## TASK INSTRUCTIONS
1. Answer these questions from the piece on Portland charter reform:
(a) The writer says the kids at the Weed are becoming almost as insufferable as whom?
(b) Which two values does the quoted passage say ought to be harmonious?
(c) What does the writer say the "reporters" really are?
2. Write the next part of the piece on Portland charter reform, picking up after its final sentence.

>> begin TEXT PASSAGE

Charter reform fail: Who's to blame?

The kids at the Weed, who are becoming almost as insufferable as the kids at the Merc, can't understand why, oh why, the goofball hash that's been put together by the city's amateur charter revision commission isn't getting overwhelming universal support. They have a spin, though, and it's the usual:

What we found was a stalemate that could have been avoided because its dynamics are so familiar to even a casual observer of Portland politics: idealistic progressives who want to redistribute power to the silenced, quarreling with politically connected traditionalists who think the city is squandering its best virtues.

What’s worse is the inattention of Mayor Wheeler and other city leaders that has allowed values that ought to be harmonious—diversity and functionality—to be used as weapons against each other.

I'm not sure what most of that means – "Ted Wheeler bad," I get – but the Weed's critique has a strong odor of "Stick It To The Man" to it. And ironically, that's the root of the problem with the charter reform "package," of which the "reporters" (opinion writers, really) are so fond.

>> end TEXT PASSAGE
>> begin RECORDS

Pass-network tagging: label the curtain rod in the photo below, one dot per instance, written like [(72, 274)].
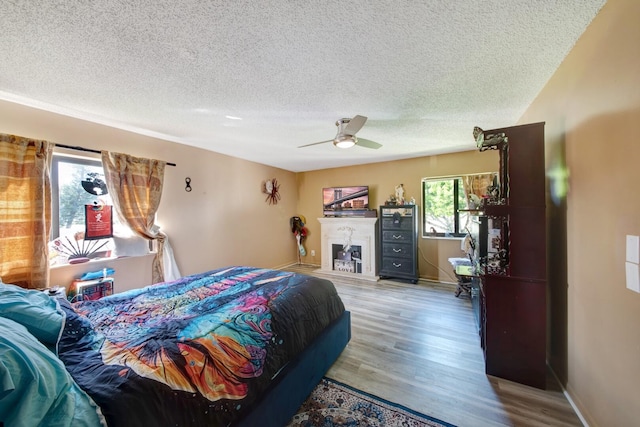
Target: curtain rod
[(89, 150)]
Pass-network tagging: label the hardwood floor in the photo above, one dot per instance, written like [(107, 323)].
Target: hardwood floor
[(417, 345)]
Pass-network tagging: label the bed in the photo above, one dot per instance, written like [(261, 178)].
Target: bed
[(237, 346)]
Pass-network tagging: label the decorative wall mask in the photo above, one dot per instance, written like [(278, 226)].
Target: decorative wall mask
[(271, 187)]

>> end RECORDS
>> begin RECORDS

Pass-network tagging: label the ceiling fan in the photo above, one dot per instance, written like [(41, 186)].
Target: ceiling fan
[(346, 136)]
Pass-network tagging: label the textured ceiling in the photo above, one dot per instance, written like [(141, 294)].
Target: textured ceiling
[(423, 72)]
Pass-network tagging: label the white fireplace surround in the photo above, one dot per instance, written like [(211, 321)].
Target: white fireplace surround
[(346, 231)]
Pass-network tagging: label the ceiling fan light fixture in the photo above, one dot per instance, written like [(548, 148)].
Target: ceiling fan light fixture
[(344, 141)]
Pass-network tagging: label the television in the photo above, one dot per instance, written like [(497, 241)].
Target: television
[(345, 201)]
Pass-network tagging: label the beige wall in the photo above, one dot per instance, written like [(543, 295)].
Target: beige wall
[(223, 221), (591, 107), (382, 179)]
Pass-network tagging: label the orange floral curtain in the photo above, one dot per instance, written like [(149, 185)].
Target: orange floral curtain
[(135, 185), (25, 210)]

>> end RECORDS
>> begin RECORDS

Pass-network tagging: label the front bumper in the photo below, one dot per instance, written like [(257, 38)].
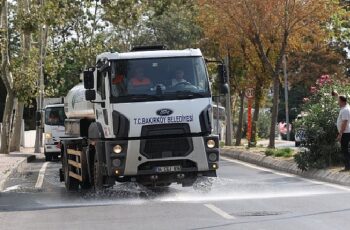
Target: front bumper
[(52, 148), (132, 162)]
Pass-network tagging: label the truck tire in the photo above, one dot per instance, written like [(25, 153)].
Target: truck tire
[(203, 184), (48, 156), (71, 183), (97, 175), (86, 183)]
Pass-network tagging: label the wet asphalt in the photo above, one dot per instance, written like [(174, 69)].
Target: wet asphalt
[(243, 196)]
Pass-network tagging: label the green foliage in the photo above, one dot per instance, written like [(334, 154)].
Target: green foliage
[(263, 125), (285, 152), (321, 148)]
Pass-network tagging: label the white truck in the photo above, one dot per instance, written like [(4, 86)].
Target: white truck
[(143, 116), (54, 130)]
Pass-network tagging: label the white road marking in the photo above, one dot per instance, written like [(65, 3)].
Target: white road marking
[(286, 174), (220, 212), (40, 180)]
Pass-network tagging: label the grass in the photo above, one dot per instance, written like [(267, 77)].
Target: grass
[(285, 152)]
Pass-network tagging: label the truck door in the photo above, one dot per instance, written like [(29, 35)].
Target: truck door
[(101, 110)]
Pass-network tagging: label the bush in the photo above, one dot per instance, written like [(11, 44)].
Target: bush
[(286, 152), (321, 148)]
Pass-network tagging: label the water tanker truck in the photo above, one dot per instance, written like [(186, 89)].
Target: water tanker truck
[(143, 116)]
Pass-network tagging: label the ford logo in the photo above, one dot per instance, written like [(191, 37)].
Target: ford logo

>> end RECORDS

## TASK ANSWERS
1.
(a) The kids at the Merc.
(b) Diversity and functionality.
(c) Opinion writers.

2.
The charter proposal was slapped together by a gaggle of young people with time on their hands – mostly cronies of politicians and drawn from various government agencies and the nonprofit shadow government. These commissioners were selected, by the existing City Council, to check various boxes and look as "equitable" as possible. If you want "politically connected," they're veritable poster children.

There were 20 members. Number of political science experts included? Zero. Number of political consultants? Zero. Number of people who have actually run something at City Hall? One. Number of people with gray hair? Two or three.

And like so many I've-got-an-idea-let's-put-on-a-show advisory panels, they quickly became intoxicated with their own opinions and decided to flex. Stick It To The Man, all or nothing. 

That, folks, is why nothing is going to pass, this time around at least. You see, The Man has votes.

Take just one aspect of the commission's proposal: ranked-choice voting. What the heck is that all about? It's a solution in search of a problem. Supposedly it's going to create a more diverse City Council, but I'm looking at the one we have now, which is 60 percent people of color and 40 percent women, and the city's in the worst shape it's been in 50 years or more. It's bad enough that we, the taxpayers, are actually paying fringe candidates and their entourages millions of dollars every election cycle to run for office. That kind of "redistribute-power-to-the-silenced" business we're already doing, and it's causing more harm than good.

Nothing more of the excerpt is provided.